(Records from a dataset)
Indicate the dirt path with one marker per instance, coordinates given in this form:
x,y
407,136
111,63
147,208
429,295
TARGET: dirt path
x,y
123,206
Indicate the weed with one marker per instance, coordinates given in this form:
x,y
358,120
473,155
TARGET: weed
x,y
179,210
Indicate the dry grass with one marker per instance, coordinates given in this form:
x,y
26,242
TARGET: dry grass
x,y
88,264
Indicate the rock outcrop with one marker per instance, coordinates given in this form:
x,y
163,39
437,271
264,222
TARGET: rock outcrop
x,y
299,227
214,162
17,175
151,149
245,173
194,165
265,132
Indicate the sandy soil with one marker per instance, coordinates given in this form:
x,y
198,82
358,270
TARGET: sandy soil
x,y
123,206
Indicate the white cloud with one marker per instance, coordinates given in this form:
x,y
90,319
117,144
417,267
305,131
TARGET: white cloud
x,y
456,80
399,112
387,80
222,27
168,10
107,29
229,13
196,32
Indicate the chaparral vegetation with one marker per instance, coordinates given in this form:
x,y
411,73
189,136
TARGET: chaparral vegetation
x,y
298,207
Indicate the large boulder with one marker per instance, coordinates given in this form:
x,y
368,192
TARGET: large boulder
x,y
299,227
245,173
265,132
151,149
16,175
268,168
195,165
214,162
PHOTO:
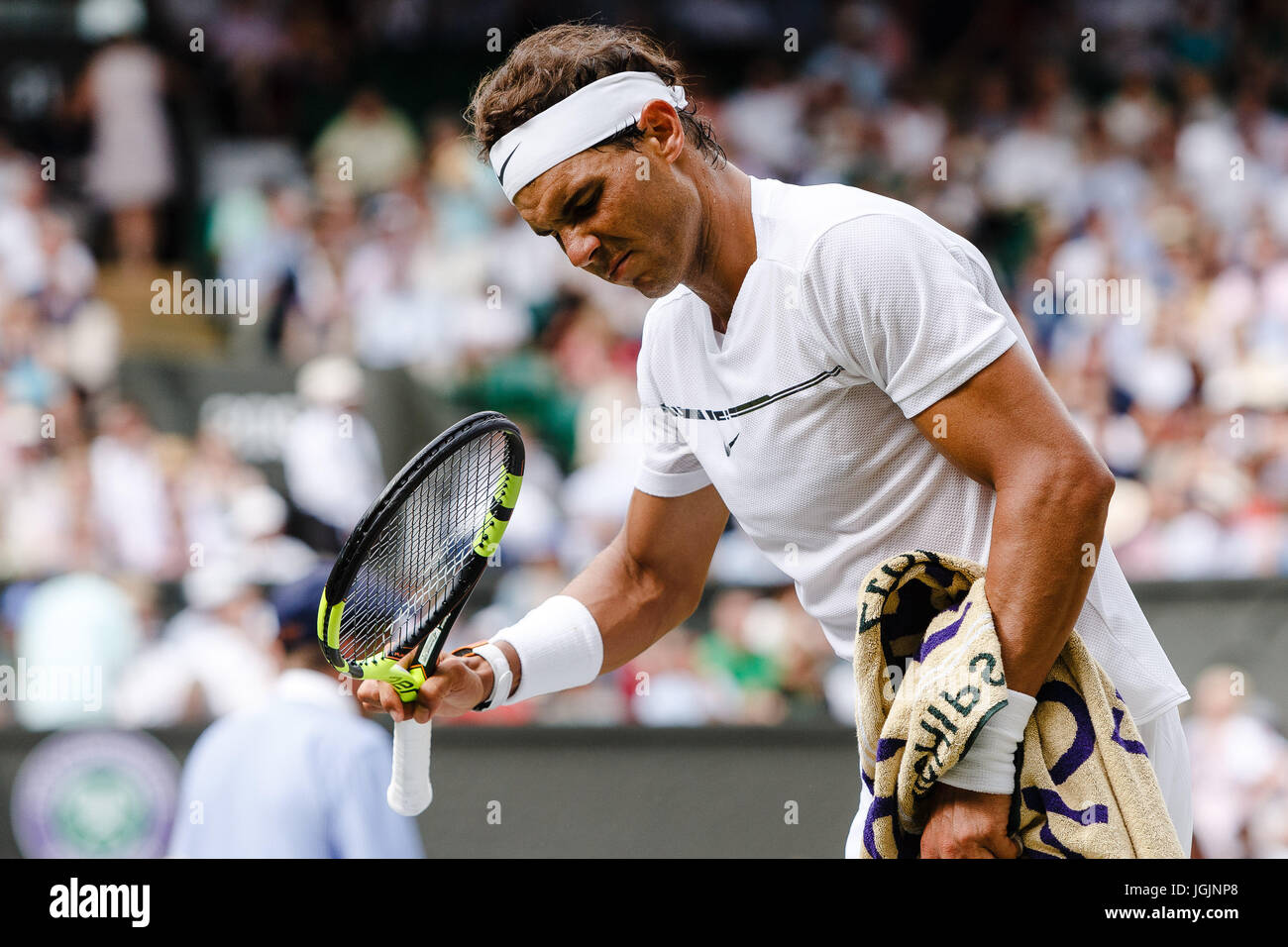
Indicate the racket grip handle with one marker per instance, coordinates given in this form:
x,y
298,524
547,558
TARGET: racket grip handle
x,y
410,791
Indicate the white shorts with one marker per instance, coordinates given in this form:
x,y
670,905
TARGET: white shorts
x,y
1168,753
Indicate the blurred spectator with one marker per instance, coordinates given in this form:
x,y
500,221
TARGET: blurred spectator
x,y
132,161
1239,766
300,777
331,458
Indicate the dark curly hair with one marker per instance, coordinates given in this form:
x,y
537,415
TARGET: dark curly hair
x,y
555,62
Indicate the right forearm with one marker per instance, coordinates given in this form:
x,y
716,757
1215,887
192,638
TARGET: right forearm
x,y
644,583
632,605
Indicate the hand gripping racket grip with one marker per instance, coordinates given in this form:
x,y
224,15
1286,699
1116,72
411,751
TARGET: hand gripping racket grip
x,y
410,791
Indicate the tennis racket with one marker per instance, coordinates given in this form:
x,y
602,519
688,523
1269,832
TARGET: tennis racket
x,y
408,567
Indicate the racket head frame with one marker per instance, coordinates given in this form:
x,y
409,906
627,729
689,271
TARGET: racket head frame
x,y
386,665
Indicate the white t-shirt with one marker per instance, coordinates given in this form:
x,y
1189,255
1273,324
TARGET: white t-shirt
x,y
858,313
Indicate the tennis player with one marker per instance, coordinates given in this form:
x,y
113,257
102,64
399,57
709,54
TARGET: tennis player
x,y
836,369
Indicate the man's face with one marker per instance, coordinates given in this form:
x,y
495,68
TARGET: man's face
x,y
625,215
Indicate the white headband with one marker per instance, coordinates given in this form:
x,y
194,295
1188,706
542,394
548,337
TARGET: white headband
x,y
587,118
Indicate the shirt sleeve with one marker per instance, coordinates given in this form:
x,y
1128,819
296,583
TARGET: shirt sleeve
x,y
670,467
897,305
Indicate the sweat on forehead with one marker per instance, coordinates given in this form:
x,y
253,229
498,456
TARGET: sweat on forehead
x,y
574,124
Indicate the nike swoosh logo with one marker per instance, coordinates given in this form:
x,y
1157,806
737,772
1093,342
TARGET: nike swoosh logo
x,y
500,175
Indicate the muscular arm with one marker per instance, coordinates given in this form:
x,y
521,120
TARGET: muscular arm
x,y
644,583
651,577
1008,429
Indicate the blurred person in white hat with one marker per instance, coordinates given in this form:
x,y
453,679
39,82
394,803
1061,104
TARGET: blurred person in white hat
x,y
331,458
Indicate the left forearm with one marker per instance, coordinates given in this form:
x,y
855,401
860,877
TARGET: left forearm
x,y
1047,530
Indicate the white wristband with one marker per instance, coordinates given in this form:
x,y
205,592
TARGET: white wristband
x,y
558,644
990,764
501,677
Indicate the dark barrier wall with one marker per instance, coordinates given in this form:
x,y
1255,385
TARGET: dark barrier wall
x,y
722,791
612,792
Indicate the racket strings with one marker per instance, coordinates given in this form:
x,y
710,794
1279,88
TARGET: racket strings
x,y
410,571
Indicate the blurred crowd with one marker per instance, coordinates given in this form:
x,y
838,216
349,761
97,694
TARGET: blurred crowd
x,y
1153,159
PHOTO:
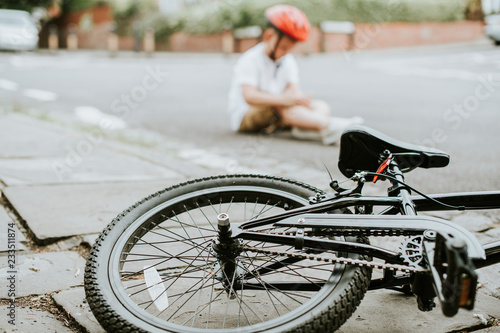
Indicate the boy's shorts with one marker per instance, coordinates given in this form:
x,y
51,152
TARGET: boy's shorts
x,y
260,118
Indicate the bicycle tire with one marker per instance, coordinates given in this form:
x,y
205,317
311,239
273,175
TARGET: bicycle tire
x,y
112,303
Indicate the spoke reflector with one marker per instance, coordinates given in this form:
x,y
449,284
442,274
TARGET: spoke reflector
x,y
156,288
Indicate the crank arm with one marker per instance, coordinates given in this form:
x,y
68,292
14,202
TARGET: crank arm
x,y
384,223
453,273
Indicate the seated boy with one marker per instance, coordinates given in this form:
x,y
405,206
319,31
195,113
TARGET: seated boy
x,y
265,92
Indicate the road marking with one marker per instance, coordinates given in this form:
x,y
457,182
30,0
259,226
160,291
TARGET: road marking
x,y
94,116
438,67
28,62
8,85
41,95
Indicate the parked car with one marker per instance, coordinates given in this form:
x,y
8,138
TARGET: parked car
x,y
18,31
492,27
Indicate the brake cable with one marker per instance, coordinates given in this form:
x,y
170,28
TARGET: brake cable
x,y
460,208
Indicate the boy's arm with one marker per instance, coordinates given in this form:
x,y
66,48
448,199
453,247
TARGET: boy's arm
x,y
290,97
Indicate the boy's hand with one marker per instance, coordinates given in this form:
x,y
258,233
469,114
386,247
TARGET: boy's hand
x,y
291,98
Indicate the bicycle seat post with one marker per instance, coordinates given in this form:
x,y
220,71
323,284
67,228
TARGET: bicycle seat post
x,y
407,205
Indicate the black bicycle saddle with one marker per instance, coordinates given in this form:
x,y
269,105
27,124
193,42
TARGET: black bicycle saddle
x,y
361,148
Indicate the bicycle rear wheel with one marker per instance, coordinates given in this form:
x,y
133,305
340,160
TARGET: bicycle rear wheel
x,y
154,268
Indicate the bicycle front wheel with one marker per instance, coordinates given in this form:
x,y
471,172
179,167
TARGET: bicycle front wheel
x,y
155,267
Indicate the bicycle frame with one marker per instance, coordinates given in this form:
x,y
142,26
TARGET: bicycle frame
x,y
451,255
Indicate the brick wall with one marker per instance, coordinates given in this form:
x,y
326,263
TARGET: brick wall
x,y
367,36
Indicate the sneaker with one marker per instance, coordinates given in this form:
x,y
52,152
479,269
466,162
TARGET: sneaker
x,y
333,132
303,134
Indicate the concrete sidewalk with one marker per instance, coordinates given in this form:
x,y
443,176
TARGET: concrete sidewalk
x,y
61,186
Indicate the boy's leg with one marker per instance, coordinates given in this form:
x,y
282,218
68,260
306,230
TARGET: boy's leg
x,y
316,118
259,118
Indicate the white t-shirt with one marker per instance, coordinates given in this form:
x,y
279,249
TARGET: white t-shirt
x,y
255,68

▸ WHAT THE TASK ASKS:
Leaving the pictures out, reproduce the entries above exactly.

▸ EXERCISE SOLUTION:
Indicate the dirt path with one marker per instance, coordinates given in this form:
x,y
407,136
111,63
147,208
429,295
TARGET: dirt path
x,y
123,206
Indicate the weed with one marker per instance, coordinates given in this form:
x,y
358,120
473,155
TARGET: weed
x,y
179,210
Indicate the dry grass with one marker per instance, coordinates given in this form:
x,y
26,242
TARGET: dry grass
x,y
88,264
Indicate the rock outcrop with one marker per instance, coordinates given in this form:
x,y
163,39
437,271
264,222
TARGET: rock outcrop
x,y
299,227
214,162
17,175
151,149
245,173
194,165
265,132
Indicate the sandy soil with one marker per instance, coordinates given in this form:
x,y
198,82
358,270
TARGET: sandy soil
x,y
123,206
Indicate the white cloud with one marker per instance, coordinates given in this form:
x,y
90,319
117,144
417,267
305,131
TARGET: white cloud
x,y
456,80
399,112
387,80
222,27
168,10
107,29
229,13
196,32
Indicate the chaparral vegetation with one marker per instance, coordinates given in this form:
x,y
411,73
189,136
TARGET: chaparral vegetation
x,y
298,207
Indicate the large boulder with one marker per instance, coordinates given in this form:
x,y
368,192
TARGET: large boulder
x,y
299,227
245,173
265,132
151,149
16,175
268,168
195,165
214,162
PHOTO:
Indicate the racket grip handle with one marker per instance, coordinates given in this form:
x,y
298,524
547,558
TARGET: racket grip handle
x,y
410,791
Indicate the white shorts with one marker per instance, coordinates given in this form:
x,y
670,905
TARGET: white shorts
x,y
1168,753
Indicate the blurred spectator with one marker per instance, coordinates given in this form:
x,y
500,221
TARGET: blurred spectator
x,y
132,161
1239,766
300,777
331,458
Indicate the dark curly hair with one marker per instance, coordinates given in this form:
x,y
537,415
TARGET: dark curly hair
x,y
555,62
Indicate the right forearm with one marker per instance, coordinates given in this form:
x,y
716,757
1215,887
192,638
TARGET: right forearm
x,y
644,583
632,605
Indicate the hand gripping racket grip with one marker per instance, coordinates given in this form:
x,y
224,15
1286,699
1116,72
411,751
TARGET: hand gripping racket grip
x,y
410,791
Indicate the tennis racket with one marker per instance, coordinates given in this form:
x,y
602,519
688,523
1269,832
TARGET: tennis racket
x,y
408,567
Indicate the racket head frame with one marker per instance, coordinates given in this form:
x,y
409,906
627,729
689,271
TARGET: racket head frame
x,y
386,665
Indicate the white t-shirt with one marker per instance, coordinates given in this form:
x,y
1189,255
1273,324
TARGET: white t-shirt
x,y
858,313
Indicate the tennis player with one marker per instance, coordinates given in this form:
x,y
113,257
102,64
399,57
709,54
TARGET: tennis player
x,y
836,369
Indicate the man's face with one marker per instance, coordinates given in this form:
x,y
495,68
TARGET: man's face
x,y
625,215
Indicate the white headband with one marker per instance, coordinates given in this form:
x,y
194,295
1188,706
542,394
548,337
TARGET: white headband
x,y
587,118
Indicate the shirt sleeve with one marker per instance, coordinates given in this form:
x,y
1128,819
296,583
TARGET: shirt sleeve
x,y
670,467
897,305
Indicate the sweat on forehead with one marker per instance, coordinates given in this form:
x,y
253,229
498,456
TARGET: sweat on forehead
x,y
574,124
Indicate the nike swoosh logo with one marker per instance, coordinates given in this form:
x,y
1157,806
737,772
1093,342
TARGET: nike swoosh logo
x,y
500,175
Indicate the muscular arm with one marker per instance, coordinates given in this form:
x,y
521,120
TARGET: muscular arm
x,y
644,583
651,577
1008,429
Indicate the blurred person in white hat with one marker per instance, coordinates given in this form:
x,y
453,679
39,82
394,803
1061,104
TARGET: blurred person in white hat
x,y
331,458
Indicate the left forearm with one marker per instance, coordinates given in this form:
x,y
855,401
860,877
TARGET: left forearm
x,y
1047,530
Indicate the white wristband with one marker per instance, coordinates given in this form:
x,y
205,592
TARGET: white wristband
x,y
558,644
990,764
501,677
Indicate the dark barrier wall with one marker per instance, coordinates given in this form:
x,y
1255,385
TARGET: dark barrier wall
x,y
722,791
612,792
Indicate the racket strings with one marker per instance, coordinates given in this form:
x,y
710,794
1279,88
TARGET: racket strings
x,y
410,571
Indicate the blurred crowd with one marker per instance, coordinates given in this form:
x,y
838,216
349,761
97,694
TARGET: blurred crowd
x,y
1153,159
PHOTO:
Indicate the boy's shorts with one marker per instance, coordinates given in this form:
x,y
51,152
TARGET: boy's shorts
x,y
260,118
Indicate the bicycle tire with one marker per instance, coordinates given in this form:
x,y
205,317
311,239
273,175
TARGET: bicycle tire
x,y
112,303
Indicate the spoke reflector with one marker per instance, coordinates given in this form:
x,y
449,284
442,274
TARGET: spoke reflector
x,y
156,288
Indicate the crank arm with one marker per instance, coordinates given in this form:
x,y
68,292
14,202
TARGET: crank arm
x,y
384,223
453,273
Indicate the seated boy with one marker per instance, coordinates given in this form:
x,y
405,206
319,31
195,113
TARGET: seated boy
x,y
265,92
Indicate the road marking with one marker per instance, coordinates given in this form:
x,y
457,182
30,0
259,226
160,291
TARGET: road marking
x,y
94,116
438,67
28,62
8,85
41,95
Indicate the parked car with one marker per instance, coordinates given in this form:
x,y
8,138
TARGET: parked car
x,y
18,31
492,27
Indicate the brake cable with one marker per instance, coordinates given in this form:
x,y
170,28
TARGET: brake cable
x,y
460,208
Indicate the boy's arm with one marker per instance, coordinates given in this form:
x,y
66,48
448,199
453,247
TARGET: boy's arm
x,y
290,97
Indicate the boy's hand with one marker per instance, coordinates given in this form:
x,y
258,233
469,114
386,247
TARGET: boy's hand
x,y
291,98
Indicate the bicycle seat post with one marker per instance, coordinates given in this form:
x,y
220,71
323,284
67,228
TARGET: bicycle seat post
x,y
407,205
Indicate the black bicycle saddle with one marker per instance, coordinates given in this form:
x,y
269,105
27,124
193,42
TARGET: black bicycle saddle
x,y
361,148
Indicate the bicycle rear wheel with one marker per instance, coordinates given in this form:
x,y
133,305
340,160
TARGET: bicycle rear wheel
x,y
154,268
Indicate the bicycle front wheel with one marker per instance, coordinates given in this form:
x,y
471,172
179,167
TARGET: bicycle front wheel
x,y
155,267
Indicate the bicycle frame with one marker per instance, coordinates given in this form:
x,y
142,26
TARGET: bicycle frame
x,y
451,255
Indicate the brick wall with one marker per instance, coordinates given in this form:
x,y
326,263
TARGET: brick wall
x,y
367,36
Indicate the sneaker with one marker per instance, coordinates given in this form:
x,y
52,152
479,269
466,162
TARGET: sneaker
x,y
333,132
303,134
Indicate the concrete sidewalk with one marker per instance, coordinates given in this form:
x,y
443,176
TARGET: concrete sidewalk
x,y
61,186
Indicate the boy's leg with one marker per instance, coordinates given in this form:
x,y
282,218
68,260
306,230
TARGET: boy's leg
x,y
316,118
259,118
Indicate the white t-shirt with one marker per instance, coordinates given in this form:
x,y
279,249
TARGET: white t-shirt
x,y
255,68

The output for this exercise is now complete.